Work to complete:
• a. Which organization prioritizes documenting the principles and standards for conservancies, according to the conservancy standards text?
• b. Rewrite the conservancy standards text from "The principles and standards are" up to and including "partnership among others.", putting "non-binding" in place of "voluntary".

Page extract:
-------

Increasingly, a need to formalise and professionalize the approaches, concepts and practices used by a variety of stakeholders to establish and manage conservancies requires some level of standardisation. It is for this purpose that KWCA prioritises the need to document principles and standards that will guide conservancies’ development in the future.

 

The principles and standards are voluntary broad statements that articulate the common aspiration of a standardised approach to future conservancy growth.  The standards shall apply to all categories of conservancies, are relevant to the different stages of development, and are adopted by conservancy stakeholders.

 

The principles and standards will address the following general areas, including respect for indigenous cultures and knowledge, human rights, social and environmental safeguards, representative governance, effective management, equitable benefit sharing, data management, inclusion of youth, women, and marginalised groups, investment and partnership among others.

-------

Material provided:
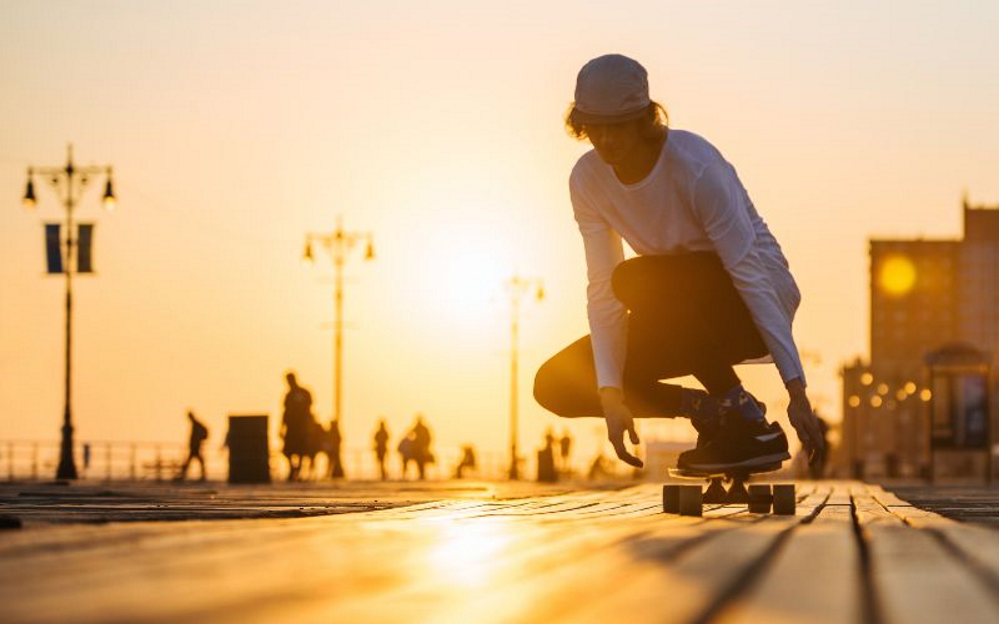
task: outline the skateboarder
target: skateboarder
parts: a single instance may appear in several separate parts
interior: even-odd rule
[[[791,335],[800,301],[780,246],[735,169],[703,138],[668,127],[645,69],[611,54],[576,77],[565,126],[593,149],[569,177],[586,258],[590,334],[537,371],[534,396],[567,417],[599,416],[617,456],[642,462],[633,417],[685,416],[691,470],[779,463],[790,455],[776,422],[732,368],[773,361],[806,451],[821,445]],[[621,240],[638,257],[625,261]],[[707,392],[660,382],[692,374]]]

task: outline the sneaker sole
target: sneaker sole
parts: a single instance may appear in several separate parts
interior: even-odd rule
[[[787,451],[781,453],[774,453],[772,455],[761,455],[759,457],[752,457],[746,459],[745,461],[739,461],[737,463],[690,463],[683,466],[684,470],[697,470],[700,472],[724,472],[725,470],[737,470],[739,468],[756,468],[759,466],[765,466],[771,463],[780,464],[780,462],[790,459],[791,454]]]

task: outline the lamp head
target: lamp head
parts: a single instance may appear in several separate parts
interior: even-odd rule
[[[25,208],[31,209],[35,207],[35,183],[31,180],[31,170],[28,170],[28,186],[24,190],[24,197],[21,199],[21,204]]]
[[[104,208],[108,212],[115,210],[115,190],[111,183],[111,168],[108,167],[108,181],[104,185],[104,197],[101,198],[104,202]]]

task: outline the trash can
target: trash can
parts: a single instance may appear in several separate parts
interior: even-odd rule
[[[230,415],[226,444],[229,446],[230,483],[270,483],[270,447],[265,415]]]

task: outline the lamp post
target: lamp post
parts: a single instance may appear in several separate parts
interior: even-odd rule
[[[519,351],[517,341],[520,333],[520,298],[534,291],[534,298],[539,302],[544,299],[544,287],[536,278],[521,278],[513,274],[506,282],[510,296],[510,359],[509,359],[509,478],[515,481],[520,478],[517,469],[516,438],[517,438],[517,360]]]
[[[343,431],[343,360],[344,360],[344,265],[348,254],[364,242],[365,260],[375,260],[375,240],[370,232],[347,232],[344,219],[337,217],[337,229],[333,232],[306,234],[306,249],[303,259],[312,264],[313,245],[319,244],[330,253],[334,269],[334,329],[333,329],[333,418]],[[343,464],[339,457],[335,461],[332,476],[344,476]]]
[[[91,182],[92,176],[105,174],[104,207],[112,210],[115,205],[115,194],[111,183],[111,166],[77,167],[73,164],[73,145],[66,149],[66,165],[63,167],[29,167],[28,184],[24,191],[23,204],[25,208],[35,207],[34,177],[47,178],[55,189],[56,195],[66,209],[65,242],[61,241],[59,225],[46,226],[49,252],[49,273],[62,273],[66,276],[66,386],[64,393],[62,443],[59,453],[59,467],[56,470],[57,479],[77,478],[76,463],[73,459],[73,409],[71,401],[72,388],[72,348],[73,348],[73,274],[91,273],[90,268],[90,234],[91,226],[81,225],[79,238],[74,232],[73,209],[76,208],[83,192]],[[79,262],[74,263],[73,248],[78,248]]]

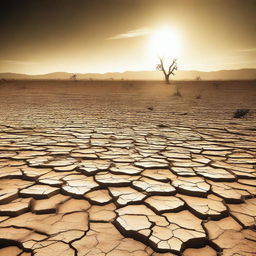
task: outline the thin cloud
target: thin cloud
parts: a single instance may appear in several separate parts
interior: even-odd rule
[[[37,65],[39,62],[33,61],[20,61],[20,60],[0,60],[1,62],[15,64],[15,65]]]
[[[256,48],[236,49],[235,52],[256,52]]]
[[[117,34],[115,36],[107,38],[107,40],[118,40],[118,39],[146,36],[146,35],[149,35],[151,32],[152,30],[149,28],[139,28],[139,29],[127,31],[126,33]]]

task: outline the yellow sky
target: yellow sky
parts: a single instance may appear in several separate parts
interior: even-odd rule
[[[159,52],[178,57],[185,70],[256,67],[254,0],[4,0],[0,5],[0,72],[153,70]]]

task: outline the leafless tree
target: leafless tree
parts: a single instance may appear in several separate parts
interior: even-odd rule
[[[168,69],[165,69],[165,67],[164,67],[164,58],[159,57],[159,61],[160,61],[160,63],[156,66],[156,69],[159,71],[162,71],[164,73],[165,82],[167,84],[169,84],[170,83],[170,75],[174,76],[175,75],[174,71],[178,69],[177,59],[172,60]]]
[[[70,77],[70,79],[73,80],[73,81],[76,81],[76,78],[77,78],[77,74],[74,74],[74,75],[72,75],[72,76]]]

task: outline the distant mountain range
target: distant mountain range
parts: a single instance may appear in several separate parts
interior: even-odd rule
[[[0,73],[0,79],[70,79],[73,73],[54,72],[43,75],[25,75],[16,73]],[[256,79],[256,69],[237,69],[237,70],[219,70],[219,71],[194,71],[179,70],[172,79],[177,80],[195,80],[200,77],[202,80],[254,80]],[[162,80],[163,74],[160,71],[126,71],[114,73],[85,73],[77,74],[77,79],[93,80]]]

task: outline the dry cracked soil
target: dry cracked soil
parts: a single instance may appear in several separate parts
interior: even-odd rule
[[[2,81],[0,256],[256,255],[255,86]]]

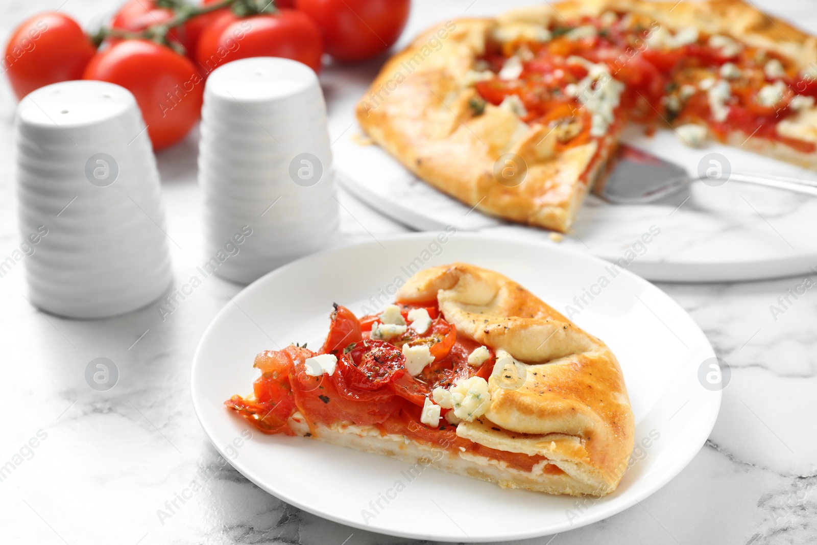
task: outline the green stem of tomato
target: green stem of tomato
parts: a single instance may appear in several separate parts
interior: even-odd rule
[[[225,7],[232,7],[233,11],[241,17],[261,13],[275,13],[278,11],[273,0],[221,0],[221,2],[201,7],[194,6],[185,0],[179,0],[178,2],[172,2],[172,4],[174,6],[172,9],[175,12],[175,15],[164,23],[152,25],[141,32],[130,32],[120,29],[103,27],[96,34],[90,37],[91,41],[96,47],[99,47],[108,37],[125,39],[146,39],[161,43],[171,47],[181,55],[184,55],[184,48],[178,42],[169,40],[167,34],[171,29],[180,27],[194,17]]]

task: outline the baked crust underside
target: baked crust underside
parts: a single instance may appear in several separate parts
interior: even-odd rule
[[[405,436],[384,436],[373,426],[359,427],[346,422],[329,427],[319,423],[313,425],[310,430],[302,418],[295,416],[290,419],[289,427],[300,436],[310,433],[311,439],[324,443],[405,462],[411,464],[417,471],[431,467],[487,480],[502,488],[525,489],[552,494],[603,496],[609,492],[604,483],[584,482],[566,471],[560,474],[546,472],[545,466],[551,463],[550,461],[537,464],[531,471],[524,471],[508,467],[504,462],[470,453],[455,453],[418,443]],[[411,471],[410,469],[409,471]]]

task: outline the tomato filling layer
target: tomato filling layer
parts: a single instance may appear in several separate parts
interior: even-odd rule
[[[557,23],[547,39],[491,39],[476,61],[475,87],[496,105],[515,97],[523,121],[554,128],[557,150],[600,136],[592,133],[591,121],[598,105],[588,105],[583,96],[582,82],[589,75],[596,81],[583,89],[591,94],[605,78],[623,83],[620,96],[608,105],[614,118],[645,123],[650,132],[660,121],[699,123],[721,141],[739,132],[815,151],[814,142],[777,131],[781,120],[813,105],[808,97],[817,96],[815,78],[797,75],[790,61],[774,53],[690,30],[673,34],[649,18],[607,12]]]
[[[457,329],[440,315],[436,302],[400,307],[404,321],[413,309],[425,309],[432,319],[430,326],[422,333],[407,327],[405,333],[388,341],[372,338],[373,326],[382,319],[381,315],[358,319],[349,309],[336,305],[319,351],[293,345],[261,352],[255,360],[261,376],[253,383],[253,395],[234,395],[225,404],[268,434],[295,435],[288,420],[298,411],[312,431],[318,424],[375,426],[382,436],[404,435],[435,448],[484,456],[525,471],[546,460],[459,437],[456,425],[444,418],[437,427],[422,422],[422,407],[434,388],[449,388],[474,376],[487,380],[496,356],[491,352],[478,367],[468,364],[469,355],[480,345],[458,337]],[[406,369],[404,345],[428,346],[434,361],[412,376]],[[321,354],[337,358],[334,373],[312,376],[315,371],[306,360]],[[441,409],[442,415],[449,410]],[[562,473],[553,464],[545,464],[544,471]]]

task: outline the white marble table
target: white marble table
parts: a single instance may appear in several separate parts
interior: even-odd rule
[[[0,7],[0,36],[5,40],[14,23],[61,2],[6,2]],[[462,12],[470,3],[444,0],[434,6]],[[792,20],[813,11],[806,0],[758,3]],[[88,24],[115,4],[69,0],[63,9]],[[431,6],[420,2],[417,7]],[[469,13],[491,9],[488,0],[477,0]],[[336,76],[331,69],[323,76],[330,105]],[[7,85],[0,84],[0,261],[20,242],[14,204],[14,107]],[[344,130],[333,127],[333,137]],[[191,135],[158,157],[168,234],[178,244],[172,245],[177,283],[204,257],[195,155]],[[340,200],[346,242],[406,230],[345,194]],[[208,322],[239,286],[211,277],[163,321],[155,306],[112,319],[74,321],[29,304],[23,266],[17,263],[0,278],[0,399],[5,407],[0,543],[409,543],[301,511],[230,466],[220,465],[190,401],[190,362]],[[662,285],[732,368],[709,440],[681,475],[640,505],[587,527],[520,543],[817,542],[817,295],[812,293],[817,290],[790,298],[793,304],[783,314],[770,311],[770,306],[779,306],[779,297],[803,279]],[[120,373],[109,391],[92,390],[84,378],[86,365],[100,356],[113,360]],[[655,364],[661,364],[660,355]],[[3,467],[11,467],[8,462],[13,468],[2,473]],[[200,489],[184,503],[176,499],[194,480]],[[174,500],[179,508],[160,520],[158,511]]]

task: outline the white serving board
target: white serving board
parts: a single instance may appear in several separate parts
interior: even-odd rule
[[[686,148],[669,131],[648,138],[632,127],[625,141],[690,172],[703,155],[717,152],[734,172],[817,180],[814,172],[741,150]],[[514,239],[550,239],[549,231],[471,210],[417,179],[377,145],[342,138],[334,154],[338,179],[348,190],[414,229],[453,225]],[[815,226],[817,198],[736,182],[719,187],[697,183],[690,191],[647,205],[613,205],[590,195],[573,231],[559,243],[610,261],[624,258],[628,270],[654,281],[752,280],[811,274],[810,267],[817,266]]]

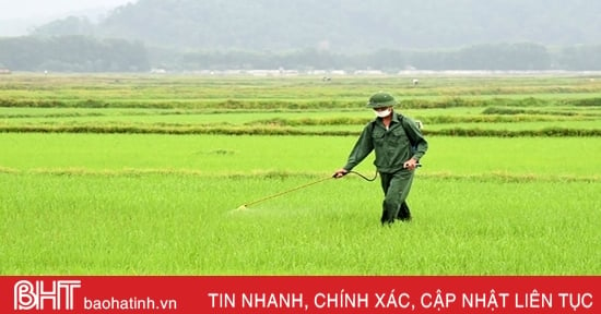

-------

Answers in order:
• a. KWCA

• b.
The principles and standards are non-binding broad statements that articulate the common aspiration of a standardised approach to future conservancy growth.  The standards shall apply to all categories of conservancies, are relevant to the different stages of development, and are adopted by conservancy stakeholders.

 

The principles and standards will address the following general areas, including respect for indigenous cultures and knowledge, human rights, social and environmental safeguards, representative governance, effective management, equitable benefit sharing, data management, inclusion of youth, women, and marginalised groups, investment and partnership among others.